Written exercise: Reproduce everything from the line containing "Please draw the outline of every instance of the choppy" down through the line containing "[[[0,90],[120,90],[120,57],[0,58]]]", replacing "choppy water" with "rough water" and leaving all else unchanged. Give only those lines.

Data extract:
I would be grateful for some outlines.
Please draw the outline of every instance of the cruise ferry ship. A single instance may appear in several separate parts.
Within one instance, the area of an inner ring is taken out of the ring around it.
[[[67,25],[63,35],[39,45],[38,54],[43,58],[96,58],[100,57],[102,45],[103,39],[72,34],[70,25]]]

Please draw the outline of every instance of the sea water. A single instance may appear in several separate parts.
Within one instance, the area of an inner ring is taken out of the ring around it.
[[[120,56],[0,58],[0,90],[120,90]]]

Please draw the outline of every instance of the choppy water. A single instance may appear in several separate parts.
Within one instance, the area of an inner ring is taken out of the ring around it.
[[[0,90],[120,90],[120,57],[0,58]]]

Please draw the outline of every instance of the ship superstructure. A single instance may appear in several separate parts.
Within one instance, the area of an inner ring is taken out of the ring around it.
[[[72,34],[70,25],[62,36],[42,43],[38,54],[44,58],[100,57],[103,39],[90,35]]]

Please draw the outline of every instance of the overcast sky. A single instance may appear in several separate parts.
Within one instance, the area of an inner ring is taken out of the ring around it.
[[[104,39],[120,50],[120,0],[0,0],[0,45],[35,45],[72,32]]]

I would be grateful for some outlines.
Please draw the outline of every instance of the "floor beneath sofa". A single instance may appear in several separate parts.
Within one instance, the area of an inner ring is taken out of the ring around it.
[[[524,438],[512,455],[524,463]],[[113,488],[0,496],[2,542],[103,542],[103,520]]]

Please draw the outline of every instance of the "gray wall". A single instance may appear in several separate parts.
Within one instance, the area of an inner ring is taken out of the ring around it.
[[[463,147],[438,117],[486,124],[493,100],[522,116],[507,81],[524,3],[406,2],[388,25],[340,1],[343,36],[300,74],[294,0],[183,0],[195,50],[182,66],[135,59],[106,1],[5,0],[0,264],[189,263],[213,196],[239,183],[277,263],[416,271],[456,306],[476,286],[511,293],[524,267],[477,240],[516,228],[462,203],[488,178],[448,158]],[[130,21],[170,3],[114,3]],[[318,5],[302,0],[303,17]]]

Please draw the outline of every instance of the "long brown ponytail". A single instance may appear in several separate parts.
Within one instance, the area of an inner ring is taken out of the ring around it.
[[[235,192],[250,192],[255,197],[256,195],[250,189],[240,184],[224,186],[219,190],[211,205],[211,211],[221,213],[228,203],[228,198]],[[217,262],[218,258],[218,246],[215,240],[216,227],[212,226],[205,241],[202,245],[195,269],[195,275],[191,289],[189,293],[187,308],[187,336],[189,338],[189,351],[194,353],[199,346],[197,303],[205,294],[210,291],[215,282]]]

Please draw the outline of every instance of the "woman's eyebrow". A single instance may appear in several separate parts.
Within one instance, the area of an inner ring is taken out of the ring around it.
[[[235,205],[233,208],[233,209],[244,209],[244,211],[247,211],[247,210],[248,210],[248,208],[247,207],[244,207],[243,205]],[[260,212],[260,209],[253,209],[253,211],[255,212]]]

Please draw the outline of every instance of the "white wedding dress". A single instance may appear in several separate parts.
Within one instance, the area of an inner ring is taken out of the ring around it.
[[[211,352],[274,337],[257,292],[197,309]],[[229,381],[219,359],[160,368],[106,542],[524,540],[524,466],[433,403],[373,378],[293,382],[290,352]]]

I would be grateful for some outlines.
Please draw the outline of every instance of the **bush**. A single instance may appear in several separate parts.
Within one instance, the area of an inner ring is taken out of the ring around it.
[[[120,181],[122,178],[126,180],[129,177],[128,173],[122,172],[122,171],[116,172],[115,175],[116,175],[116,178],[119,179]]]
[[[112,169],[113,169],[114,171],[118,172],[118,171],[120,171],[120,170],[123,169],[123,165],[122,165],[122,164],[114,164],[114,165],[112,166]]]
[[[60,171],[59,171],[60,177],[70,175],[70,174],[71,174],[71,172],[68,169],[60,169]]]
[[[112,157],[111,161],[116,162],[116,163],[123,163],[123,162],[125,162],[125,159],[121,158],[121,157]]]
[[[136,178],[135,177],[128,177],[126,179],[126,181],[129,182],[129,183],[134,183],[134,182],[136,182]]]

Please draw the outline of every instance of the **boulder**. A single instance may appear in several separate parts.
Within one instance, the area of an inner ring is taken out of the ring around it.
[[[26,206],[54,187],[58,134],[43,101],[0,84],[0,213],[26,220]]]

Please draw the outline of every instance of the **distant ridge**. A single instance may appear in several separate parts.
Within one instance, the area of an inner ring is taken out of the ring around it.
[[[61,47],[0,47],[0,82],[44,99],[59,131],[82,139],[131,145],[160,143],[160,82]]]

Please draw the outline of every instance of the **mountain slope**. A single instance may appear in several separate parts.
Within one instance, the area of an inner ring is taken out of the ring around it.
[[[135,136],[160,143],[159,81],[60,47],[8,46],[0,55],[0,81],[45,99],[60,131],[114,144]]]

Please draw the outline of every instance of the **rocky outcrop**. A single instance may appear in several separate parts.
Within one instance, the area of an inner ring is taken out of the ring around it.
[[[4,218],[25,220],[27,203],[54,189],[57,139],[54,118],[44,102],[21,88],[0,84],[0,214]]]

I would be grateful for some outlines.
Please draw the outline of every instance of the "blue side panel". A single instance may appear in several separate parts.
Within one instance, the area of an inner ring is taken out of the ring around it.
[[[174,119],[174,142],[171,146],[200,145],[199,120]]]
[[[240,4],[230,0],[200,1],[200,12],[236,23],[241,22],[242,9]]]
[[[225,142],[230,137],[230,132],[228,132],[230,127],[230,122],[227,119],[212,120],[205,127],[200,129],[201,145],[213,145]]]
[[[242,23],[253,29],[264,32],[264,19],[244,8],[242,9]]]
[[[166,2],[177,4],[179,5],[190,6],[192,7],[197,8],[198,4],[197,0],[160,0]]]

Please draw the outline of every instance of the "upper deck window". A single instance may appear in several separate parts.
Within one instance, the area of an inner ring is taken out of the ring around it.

Solution to the problem:
Please draw the outline of every instance of the rough water. A single instance may appear in several separate parts.
Within one instance, the area of an inner ring is taken out of the ring around it.
[[[0,90],[120,90],[120,57],[0,58]]]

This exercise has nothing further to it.